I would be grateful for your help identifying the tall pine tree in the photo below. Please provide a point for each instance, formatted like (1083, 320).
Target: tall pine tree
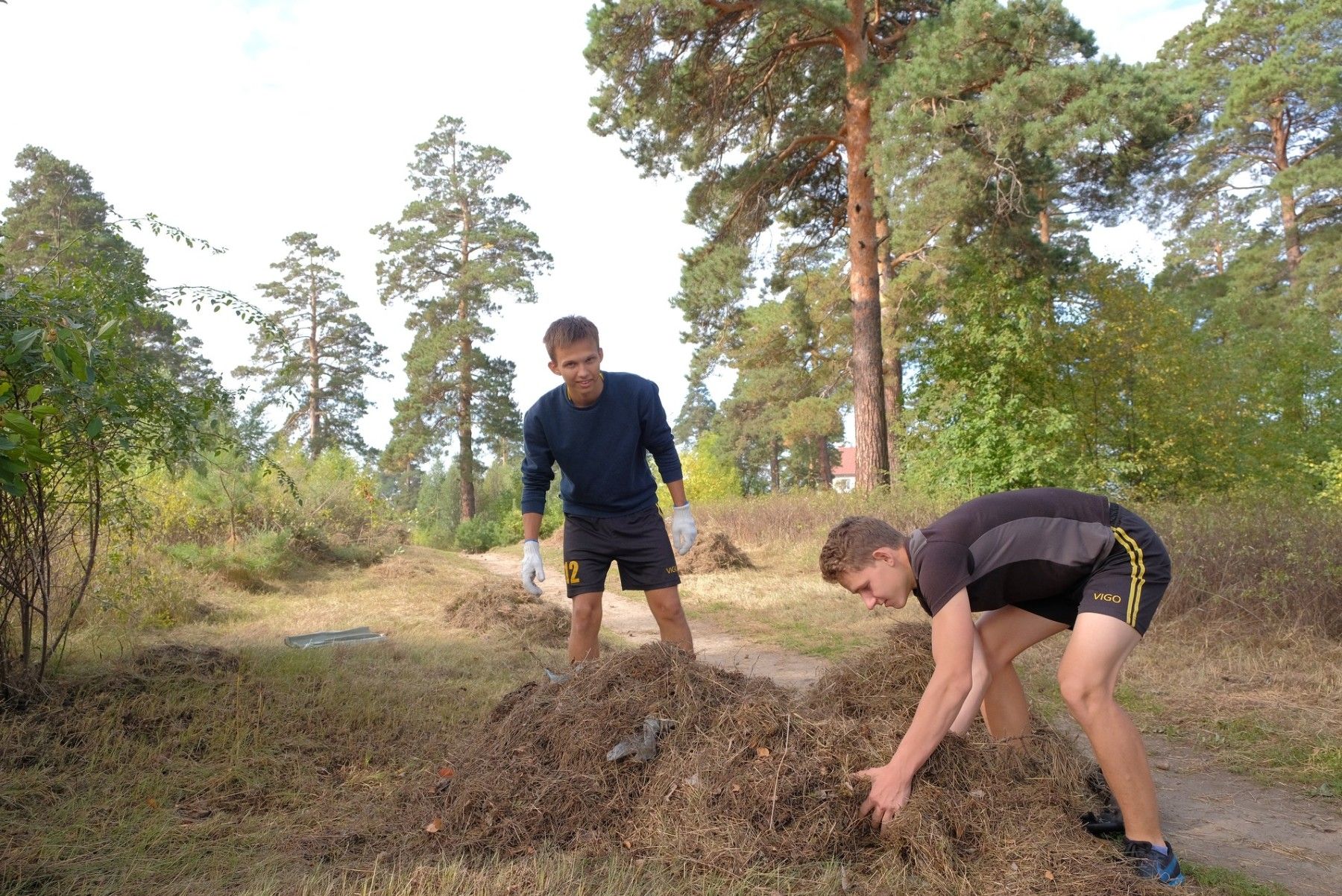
(458, 246)
(771, 107)
(60, 235)
(317, 353)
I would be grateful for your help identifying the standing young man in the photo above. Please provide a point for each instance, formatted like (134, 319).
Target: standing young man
(600, 427)
(1033, 562)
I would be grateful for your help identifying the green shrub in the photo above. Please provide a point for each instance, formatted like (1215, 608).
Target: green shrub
(478, 535)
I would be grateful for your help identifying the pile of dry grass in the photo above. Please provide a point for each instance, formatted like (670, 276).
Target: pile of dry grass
(713, 552)
(184, 660)
(493, 602)
(756, 778)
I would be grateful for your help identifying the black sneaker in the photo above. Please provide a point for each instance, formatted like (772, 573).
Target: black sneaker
(1103, 822)
(1150, 862)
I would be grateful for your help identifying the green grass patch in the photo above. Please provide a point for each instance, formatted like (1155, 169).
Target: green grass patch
(1231, 883)
(1135, 701)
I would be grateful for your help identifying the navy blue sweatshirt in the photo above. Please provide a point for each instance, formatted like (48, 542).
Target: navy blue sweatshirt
(602, 448)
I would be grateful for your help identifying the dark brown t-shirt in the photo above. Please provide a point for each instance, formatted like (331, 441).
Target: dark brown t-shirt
(1011, 548)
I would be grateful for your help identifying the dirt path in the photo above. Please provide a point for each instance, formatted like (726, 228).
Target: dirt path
(1214, 817)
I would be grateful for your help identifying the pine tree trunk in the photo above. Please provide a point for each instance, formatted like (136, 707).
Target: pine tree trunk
(464, 436)
(892, 376)
(313, 376)
(1290, 226)
(872, 459)
(825, 470)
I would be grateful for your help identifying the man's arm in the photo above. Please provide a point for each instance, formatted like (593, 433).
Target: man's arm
(530, 528)
(953, 652)
(537, 470)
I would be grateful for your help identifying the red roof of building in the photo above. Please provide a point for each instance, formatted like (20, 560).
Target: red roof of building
(847, 464)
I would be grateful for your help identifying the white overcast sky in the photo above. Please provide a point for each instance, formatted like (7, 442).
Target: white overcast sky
(243, 121)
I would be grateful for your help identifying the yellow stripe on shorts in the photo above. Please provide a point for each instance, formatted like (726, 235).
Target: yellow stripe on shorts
(1134, 589)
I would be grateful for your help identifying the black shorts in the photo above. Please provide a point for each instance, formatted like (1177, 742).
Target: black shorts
(1127, 584)
(637, 542)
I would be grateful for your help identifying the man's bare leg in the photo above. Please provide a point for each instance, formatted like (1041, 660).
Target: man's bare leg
(1006, 635)
(1087, 676)
(585, 628)
(666, 608)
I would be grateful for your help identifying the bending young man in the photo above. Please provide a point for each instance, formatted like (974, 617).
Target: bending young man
(1033, 562)
(600, 427)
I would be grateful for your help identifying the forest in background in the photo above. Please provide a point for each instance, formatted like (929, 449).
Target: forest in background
(921, 266)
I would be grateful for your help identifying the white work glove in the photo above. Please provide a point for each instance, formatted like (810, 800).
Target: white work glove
(684, 530)
(533, 570)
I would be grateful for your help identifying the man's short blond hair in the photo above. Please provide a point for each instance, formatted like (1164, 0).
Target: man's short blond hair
(568, 330)
(852, 542)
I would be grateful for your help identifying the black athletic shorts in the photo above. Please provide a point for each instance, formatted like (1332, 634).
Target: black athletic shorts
(637, 542)
(1127, 584)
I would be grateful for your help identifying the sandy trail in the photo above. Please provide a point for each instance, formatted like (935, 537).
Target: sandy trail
(1212, 817)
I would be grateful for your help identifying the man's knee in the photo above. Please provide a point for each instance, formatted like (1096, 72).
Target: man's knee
(1085, 694)
(587, 613)
(666, 605)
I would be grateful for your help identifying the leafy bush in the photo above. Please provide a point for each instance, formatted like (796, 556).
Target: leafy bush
(330, 511)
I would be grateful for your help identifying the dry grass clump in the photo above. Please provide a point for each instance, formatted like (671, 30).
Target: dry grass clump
(184, 660)
(713, 553)
(406, 567)
(537, 769)
(755, 778)
(493, 602)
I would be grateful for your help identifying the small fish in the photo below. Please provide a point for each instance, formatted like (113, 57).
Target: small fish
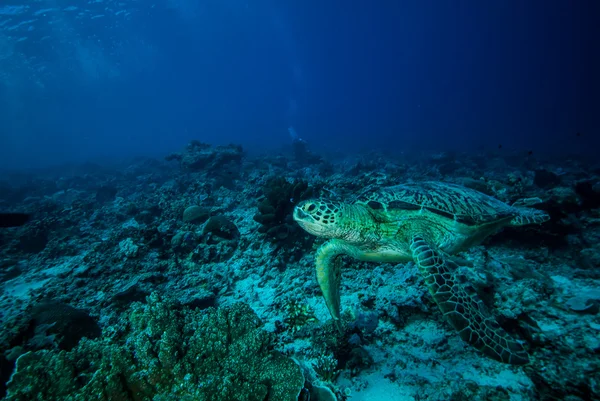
(13, 219)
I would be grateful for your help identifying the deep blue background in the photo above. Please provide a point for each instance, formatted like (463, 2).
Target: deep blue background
(350, 75)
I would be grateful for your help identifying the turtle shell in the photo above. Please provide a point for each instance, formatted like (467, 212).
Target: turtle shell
(446, 200)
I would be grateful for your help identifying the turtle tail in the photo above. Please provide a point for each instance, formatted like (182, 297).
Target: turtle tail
(527, 216)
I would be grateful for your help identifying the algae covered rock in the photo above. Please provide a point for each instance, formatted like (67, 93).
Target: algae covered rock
(169, 352)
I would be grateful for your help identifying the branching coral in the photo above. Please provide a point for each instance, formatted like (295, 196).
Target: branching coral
(169, 353)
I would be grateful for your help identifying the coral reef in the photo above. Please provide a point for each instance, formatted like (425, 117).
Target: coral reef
(165, 352)
(151, 278)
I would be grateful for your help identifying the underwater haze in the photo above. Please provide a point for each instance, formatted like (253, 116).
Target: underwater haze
(105, 78)
(292, 200)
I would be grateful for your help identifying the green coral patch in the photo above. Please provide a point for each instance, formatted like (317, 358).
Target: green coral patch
(169, 353)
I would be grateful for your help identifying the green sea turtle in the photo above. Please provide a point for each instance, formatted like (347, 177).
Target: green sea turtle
(423, 222)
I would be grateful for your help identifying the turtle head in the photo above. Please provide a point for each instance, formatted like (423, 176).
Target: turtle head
(320, 217)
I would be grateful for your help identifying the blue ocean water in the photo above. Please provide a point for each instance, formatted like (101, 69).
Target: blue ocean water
(299, 200)
(114, 78)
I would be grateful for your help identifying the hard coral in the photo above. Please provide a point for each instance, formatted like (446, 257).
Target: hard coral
(169, 353)
(275, 210)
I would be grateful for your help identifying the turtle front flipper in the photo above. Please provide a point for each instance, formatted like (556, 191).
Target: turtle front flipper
(329, 275)
(463, 308)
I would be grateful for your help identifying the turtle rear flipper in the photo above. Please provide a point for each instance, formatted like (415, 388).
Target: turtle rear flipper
(462, 307)
(329, 275)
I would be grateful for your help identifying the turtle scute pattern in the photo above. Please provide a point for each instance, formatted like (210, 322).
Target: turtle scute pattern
(452, 201)
(462, 307)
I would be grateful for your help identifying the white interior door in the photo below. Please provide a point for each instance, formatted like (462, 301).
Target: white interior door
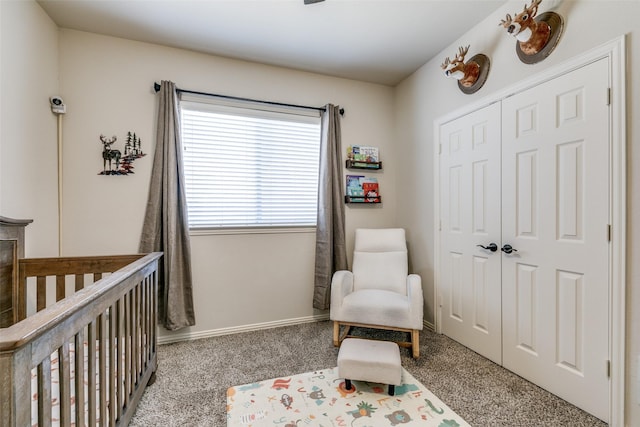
(555, 213)
(532, 172)
(470, 216)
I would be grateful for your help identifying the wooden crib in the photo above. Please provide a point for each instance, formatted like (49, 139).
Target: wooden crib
(78, 335)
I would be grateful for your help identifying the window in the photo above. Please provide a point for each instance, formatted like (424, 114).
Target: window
(249, 165)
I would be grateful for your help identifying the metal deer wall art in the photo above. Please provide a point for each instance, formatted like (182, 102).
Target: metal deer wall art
(536, 37)
(119, 164)
(471, 75)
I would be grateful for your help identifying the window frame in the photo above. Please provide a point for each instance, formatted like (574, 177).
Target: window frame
(212, 103)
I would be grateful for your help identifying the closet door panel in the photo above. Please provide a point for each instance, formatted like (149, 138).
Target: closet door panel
(555, 213)
(470, 214)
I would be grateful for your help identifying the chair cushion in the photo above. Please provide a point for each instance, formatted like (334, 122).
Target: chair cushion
(386, 270)
(376, 307)
(380, 260)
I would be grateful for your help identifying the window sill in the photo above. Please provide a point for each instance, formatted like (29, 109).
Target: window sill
(250, 230)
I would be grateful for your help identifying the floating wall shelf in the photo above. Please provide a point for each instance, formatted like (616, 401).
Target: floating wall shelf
(356, 164)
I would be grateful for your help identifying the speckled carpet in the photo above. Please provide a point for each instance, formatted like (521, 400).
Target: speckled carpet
(193, 378)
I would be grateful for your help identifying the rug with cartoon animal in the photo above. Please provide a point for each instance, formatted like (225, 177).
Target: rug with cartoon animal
(320, 399)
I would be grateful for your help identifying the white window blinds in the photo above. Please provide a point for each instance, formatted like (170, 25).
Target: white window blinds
(248, 167)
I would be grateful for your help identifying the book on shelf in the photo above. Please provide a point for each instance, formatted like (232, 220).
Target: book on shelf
(363, 153)
(354, 185)
(362, 186)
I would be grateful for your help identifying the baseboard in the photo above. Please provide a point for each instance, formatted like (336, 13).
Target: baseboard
(187, 336)
(430, 326)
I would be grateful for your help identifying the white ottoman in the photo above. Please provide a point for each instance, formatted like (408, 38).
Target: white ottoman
(370, 360)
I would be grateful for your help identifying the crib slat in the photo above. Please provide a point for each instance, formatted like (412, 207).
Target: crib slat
(91, 373)
(102, 369)
(79, 282)
(64, 371)
(112, 366)
(79, 377)
(44, 392)
(60, 285)
(135, 347)
(120, 352)
(145, 322)
(41, 295)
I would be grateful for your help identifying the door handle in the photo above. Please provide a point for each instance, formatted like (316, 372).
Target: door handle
(491, 247)
(507, 249)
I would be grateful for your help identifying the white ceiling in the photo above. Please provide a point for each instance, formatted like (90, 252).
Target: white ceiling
(379, 41)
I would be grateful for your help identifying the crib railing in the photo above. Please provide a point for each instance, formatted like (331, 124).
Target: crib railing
(91, 353)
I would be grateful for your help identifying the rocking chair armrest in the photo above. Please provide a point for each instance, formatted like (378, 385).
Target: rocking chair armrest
(341, 286)
(415, 296)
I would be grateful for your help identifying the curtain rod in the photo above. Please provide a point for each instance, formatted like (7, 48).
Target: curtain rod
(156, 87)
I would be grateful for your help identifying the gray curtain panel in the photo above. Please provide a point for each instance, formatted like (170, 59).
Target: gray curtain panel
(166, 227)
(331, 251)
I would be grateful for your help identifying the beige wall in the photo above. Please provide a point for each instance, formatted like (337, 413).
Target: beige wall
(428, 95)
(28, 142)
(241, 279)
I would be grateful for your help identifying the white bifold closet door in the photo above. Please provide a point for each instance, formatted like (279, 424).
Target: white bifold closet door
(540, 308)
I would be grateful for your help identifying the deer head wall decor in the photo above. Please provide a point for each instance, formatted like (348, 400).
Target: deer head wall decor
(122, 164)
(536, 37)
(472, 74)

**Your objective**
Copy out exactly the lines between the line with "I would be grateful for your help identifying the beige" and the last line of the entries, counting both of those lines.

**Correct result**
I would be grateful for your help identifying the beige wall in the photo above. Please provide a point for each instance, formatted like (337, 413).
Target: beige wall
(428, 95)
(28, 142)
(241, 279)
I would be grateful for your help identifying the white bifold closet door in the photo above. Please provide a point for each instance, formatted like (279, 424).
Target: white bifold closet door
(540, 308)
I would be grateful for your help identifying the deer head wall decor in the photo above. Please provide a point for each instance, formatted like (348, 400).
Target: deer head wall decor
(122, 164)
(536, 37)
(472, 74)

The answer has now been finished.